┏━━
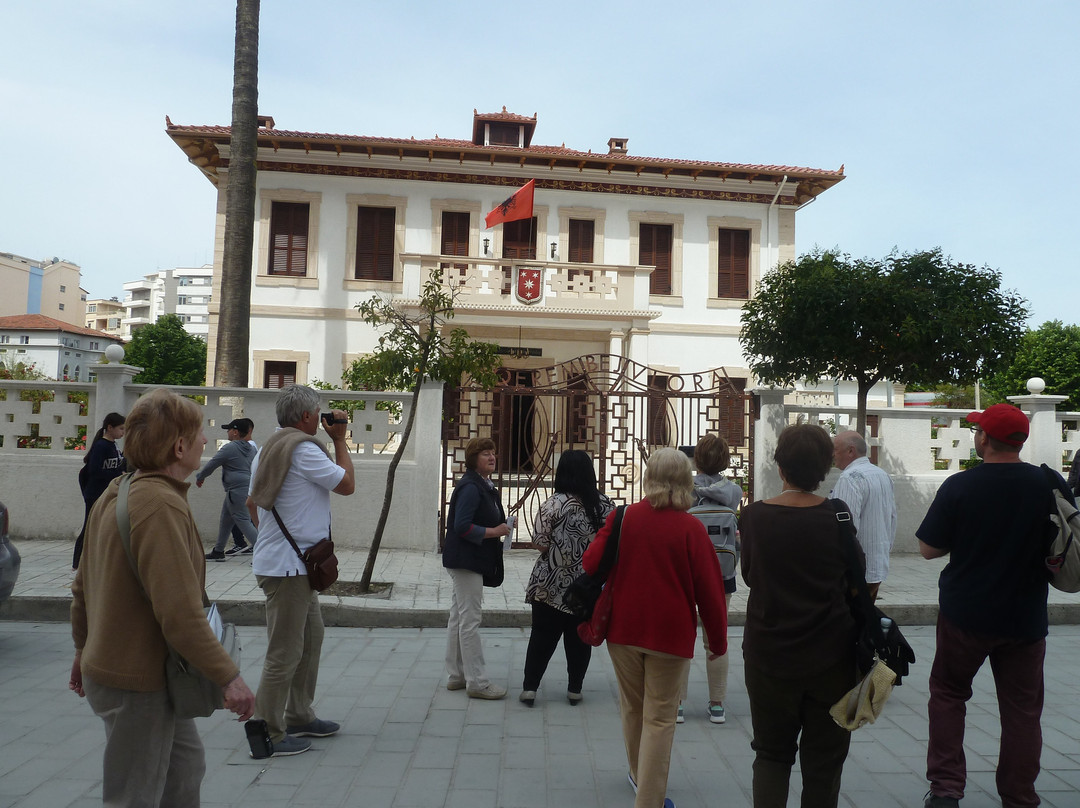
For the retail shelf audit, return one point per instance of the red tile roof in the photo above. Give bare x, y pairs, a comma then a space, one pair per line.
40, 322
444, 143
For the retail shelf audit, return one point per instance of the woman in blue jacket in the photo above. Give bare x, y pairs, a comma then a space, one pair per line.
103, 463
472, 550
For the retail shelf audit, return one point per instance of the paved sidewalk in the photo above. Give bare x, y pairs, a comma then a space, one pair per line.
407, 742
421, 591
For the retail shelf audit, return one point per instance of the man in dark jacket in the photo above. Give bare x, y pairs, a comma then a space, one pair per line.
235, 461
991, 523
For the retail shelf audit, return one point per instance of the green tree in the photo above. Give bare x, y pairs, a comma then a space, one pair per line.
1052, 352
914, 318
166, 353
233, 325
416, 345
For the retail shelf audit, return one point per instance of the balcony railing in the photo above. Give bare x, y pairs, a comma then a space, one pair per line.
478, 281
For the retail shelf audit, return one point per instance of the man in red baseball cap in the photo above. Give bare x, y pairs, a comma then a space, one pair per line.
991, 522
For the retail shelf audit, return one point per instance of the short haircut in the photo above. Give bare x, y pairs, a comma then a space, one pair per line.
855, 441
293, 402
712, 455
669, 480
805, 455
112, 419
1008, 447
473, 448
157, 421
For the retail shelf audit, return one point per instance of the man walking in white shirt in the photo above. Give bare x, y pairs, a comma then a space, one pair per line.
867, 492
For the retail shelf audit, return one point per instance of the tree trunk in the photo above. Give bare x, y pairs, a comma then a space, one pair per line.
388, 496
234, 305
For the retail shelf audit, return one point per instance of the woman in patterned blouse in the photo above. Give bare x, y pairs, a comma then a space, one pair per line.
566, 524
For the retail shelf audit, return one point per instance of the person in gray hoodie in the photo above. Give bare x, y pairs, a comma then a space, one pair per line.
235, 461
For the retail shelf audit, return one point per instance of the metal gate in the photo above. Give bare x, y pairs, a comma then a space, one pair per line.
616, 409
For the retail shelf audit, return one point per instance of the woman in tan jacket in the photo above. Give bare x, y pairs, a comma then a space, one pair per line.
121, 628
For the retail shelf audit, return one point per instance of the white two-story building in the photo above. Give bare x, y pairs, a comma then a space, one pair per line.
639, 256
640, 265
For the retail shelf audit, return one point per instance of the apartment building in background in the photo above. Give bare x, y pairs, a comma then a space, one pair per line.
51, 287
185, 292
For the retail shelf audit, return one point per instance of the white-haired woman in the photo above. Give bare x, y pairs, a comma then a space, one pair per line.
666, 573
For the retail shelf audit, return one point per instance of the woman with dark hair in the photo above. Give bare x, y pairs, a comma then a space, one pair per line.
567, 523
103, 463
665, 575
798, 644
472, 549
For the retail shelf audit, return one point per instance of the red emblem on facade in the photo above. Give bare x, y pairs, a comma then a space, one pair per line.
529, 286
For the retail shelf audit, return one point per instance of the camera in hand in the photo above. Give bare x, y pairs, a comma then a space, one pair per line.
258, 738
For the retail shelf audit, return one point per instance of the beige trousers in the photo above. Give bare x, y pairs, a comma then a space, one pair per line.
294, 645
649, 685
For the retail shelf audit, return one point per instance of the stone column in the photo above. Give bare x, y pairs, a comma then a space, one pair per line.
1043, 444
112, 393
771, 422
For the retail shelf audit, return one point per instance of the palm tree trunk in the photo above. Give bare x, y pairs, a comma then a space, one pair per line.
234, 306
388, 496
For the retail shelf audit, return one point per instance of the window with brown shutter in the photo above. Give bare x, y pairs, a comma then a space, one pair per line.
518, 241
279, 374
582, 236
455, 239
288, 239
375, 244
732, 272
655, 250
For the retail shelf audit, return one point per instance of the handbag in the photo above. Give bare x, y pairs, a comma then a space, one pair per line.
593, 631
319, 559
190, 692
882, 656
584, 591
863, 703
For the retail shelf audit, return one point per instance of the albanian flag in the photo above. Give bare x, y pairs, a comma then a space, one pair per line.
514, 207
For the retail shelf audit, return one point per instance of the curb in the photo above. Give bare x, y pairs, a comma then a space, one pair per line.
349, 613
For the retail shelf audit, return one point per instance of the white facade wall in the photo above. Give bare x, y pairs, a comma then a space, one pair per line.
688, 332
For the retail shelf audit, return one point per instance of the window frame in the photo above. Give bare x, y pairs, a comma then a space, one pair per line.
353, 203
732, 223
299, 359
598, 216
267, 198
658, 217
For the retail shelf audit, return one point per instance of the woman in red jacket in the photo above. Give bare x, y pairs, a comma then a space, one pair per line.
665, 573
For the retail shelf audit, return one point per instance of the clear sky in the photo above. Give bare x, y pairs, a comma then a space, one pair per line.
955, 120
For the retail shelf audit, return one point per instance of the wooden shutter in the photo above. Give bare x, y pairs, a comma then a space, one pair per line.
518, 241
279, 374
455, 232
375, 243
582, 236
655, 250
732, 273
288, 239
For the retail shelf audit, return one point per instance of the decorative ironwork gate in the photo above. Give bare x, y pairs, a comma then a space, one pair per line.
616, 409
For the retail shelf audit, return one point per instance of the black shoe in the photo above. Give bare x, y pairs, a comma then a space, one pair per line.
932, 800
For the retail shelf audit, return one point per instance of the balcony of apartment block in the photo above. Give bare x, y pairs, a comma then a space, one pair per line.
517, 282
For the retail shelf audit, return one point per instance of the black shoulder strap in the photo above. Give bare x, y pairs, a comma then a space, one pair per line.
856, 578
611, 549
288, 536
┗━━
Goal of the exercise>
All the records need to be repeated exactly, with the images dropped.

Your response>
For the retail shelf audit, return one point per instance of the red tile roof in the photo above. Give bare x, y pairs, a comma then a space, one pair per line.
40, 322
444, 143
For the retail shelf audit, return one point per instance of the woman in blue jacket in the photo above. Give bare x, y pairs, a comma then a space, one pair per line.
103, 463
472, 550
For the retail shelf audit, return one point per instance of the paved sidewalk in the photo above. Give bare x, y pairs, a comma then a space, one pair per line.
407, 742
421, 591
For the retail shelf audit, return one point per instance of the man in dark jacket in the photo above. Give bare x, y pairs, a comma then a space, one pair per line.
235, 461
991, 523
For the retail shelf audit, return one point per instance of the green tree in the photo above. Give bare x, y pairs, a comma then a space, one pair per line.
1052, 352
914, 318
166, 353
233, 325
416, 345
For the retail shelf audit, return one point per instance of the balcony railing in the photo above. Give bare x, y pairs, a comma then a space, one pair per line.
478, 281
For the retail shelf audit, return one point per instance of the man in red baseball cap in the photo above. Give bare x, y pairs, a comma then a space, one pair per line.
991, 522
For the retail shelf audit, return one point per instance of the short haircut in the photo above. Give bare x, y pairs, a comma then a space, one pair per line.
855, 441
293, 402
712, 455
669, 480
805, 455
112, 419
1008, 447
473, 448
157, 421
For the retail shelf audit, return one point per instance of the man walking in white shirt in the photo above. Give bare x, y pairs, a comma then a space, one pair per line.
867, 492
For the retail shelf audit, return one point per instance of the tree trunk in the photo above. Give bare x, y pairs, a comma then a space, one pair per line.
388, 496
234, 305
For the retail shelf audit, return one point per instance of the woman in patterned blouse in the photo above. Give bare x, y pairs, a comma then a space, one pair per line.
566, 524
For the retail shelf audit, return one point per instance of the person in gray hoodie in the photo above. Give bare x, y pairs, a comma then a space, one pair per line.
235, 461
For the retail shelf audit, return one point per instance of the metal gate in the photo above. Give bare x, y pairs, a comma then a space, one pair per line.
616, 409
For the retail shelf audit, return one point per instance of the woman in tan jacket in the photo above. Give bare x, y pairs, a comma then a space, one pair per line.
121, 628
For the retail shelf audit, return one point per instance of the white two-story building in the photo above. Give bare x, y pairs, a comma then a space, one pair per line.
639, 256
640, 265
For the retail shelf audit, return one point per instance of the apartment building in background in the photo above. Give bare x, y pairs, a comma then a space, one pair per line.
51, 287
185, 292
For the retail shelf audit, return one point per instance of the white-haired woman in the photo above. Give bare x, y pairs, a comma then a space, one pair per line.
666, 573
For the retail shelf audit, return one point per instance of the woman with dark hair in the photo above. Give bare x, y pairs, a comma then a space, one pair per line.
567, 523
103, 463
665, 575
798, 644
472, 549
For the retail shelf audit, return one point per instance of the red emblem on facade in the photo above. Give bare x, y pairs, a comma then a space, one pair per line.
529, 286
For the retail shelf audit, return one point per instance of the camera in hand in the photo above. Give bare x, y pairs, a comma then a space, one pair per line.
258, 738
For the retail shelf audit, return one point per instance of the beige trousers in the photo above. Give bare x, y pairs, a comma then a space, one pair per line.
294, 645
649, 685
For the retail shelf audit, return one point per instance of the stone column in the photo above. Give bare x, y pairs, a comma then a space, one pair per line.
1043, 444
112, 393
771, 422
For the retail shelf audit, return one point per instance of the palm tree trunk in the photo above. Give bare x, y pairs, a comma then a space, one pair per line.
234, 306
388, 496
For the retail shelf audit, return one point per instance of the window with brown shutter in the photo above. Give bare x, y pairs, a comma then a space, one pair per line.
518, 241
279, 374
582, 236
455, 239
288, 239
375, 244
732, 272
655, 250
For the retail shelf audit, return one point per instance of the handbag in the photo above. Give bare x, y pairs, a comma then a space, one pair per line.
593, 631
319, 559
190, 692
882, 656
584, 591
863, 703
For the retail shelf audit, return one point per instance of the albanian flag in the photo above. Give bare x, y pairs, a comma then a space, one pair per line.
514, 207
For the retail shelf audit, return one point per instance of the curb in the photo above. Give bare x, y pairs, a comma then a space, one pair per line.
349, 613
For the retail shelf audit, return one point per instance of the white facade wall in the photo above. Give bare x, y pairs, a comma then a space, one pair per line.
688, 332
For the retail shelf audit, return one point per instance of the window frame in the photo above. Give bare x, y pairs, a comma then a space, one pair per line.
353, 203
732, 223
299, 359
598, 216
267, 198
658, 217
For the retail shelf audit, return one point per instance of the woman in red jacket in the photo above. Give bare x, y pairs, a comma then a space, one pair per line.
665, 573
For the retail shelf audit, return one point per instance of the clear sky in the photo above. Give bare x, y pairs, a comma then a space, one pair per line.
955, 120
For the retail shelf audit, return one point per instance of the wooden shutter in the photo above. Give bare x, y pairs, a comma then a space, one pair per line.
518, 241
279, 374
455, 232
375, 243
582, 236
655, 250
732, 273
288, 239
For the retail shelf audit, return one point per instance of the decorative ironwork gate in the photo above. Give bare x, y pairs, a comma then a space, one pair per line.
616, 409
For the retail shelf audit, return one point per instance of the black shoe in the photo above. Give bare x, y pairs, a comma then a space, one pair per line.
932, 800
For the retail shelf audit, return one point per instance of the balcony of apartment block in the photo above. Give bare x, y pairs, a comma then a space, one pair per line.
517, 282
For the retail shelf audit, return one point per instance of the black shoulder strap in the photo above. Give bare x, y pairs, a comma then a space, one pair per line.
856, 578
611, 549
288, 536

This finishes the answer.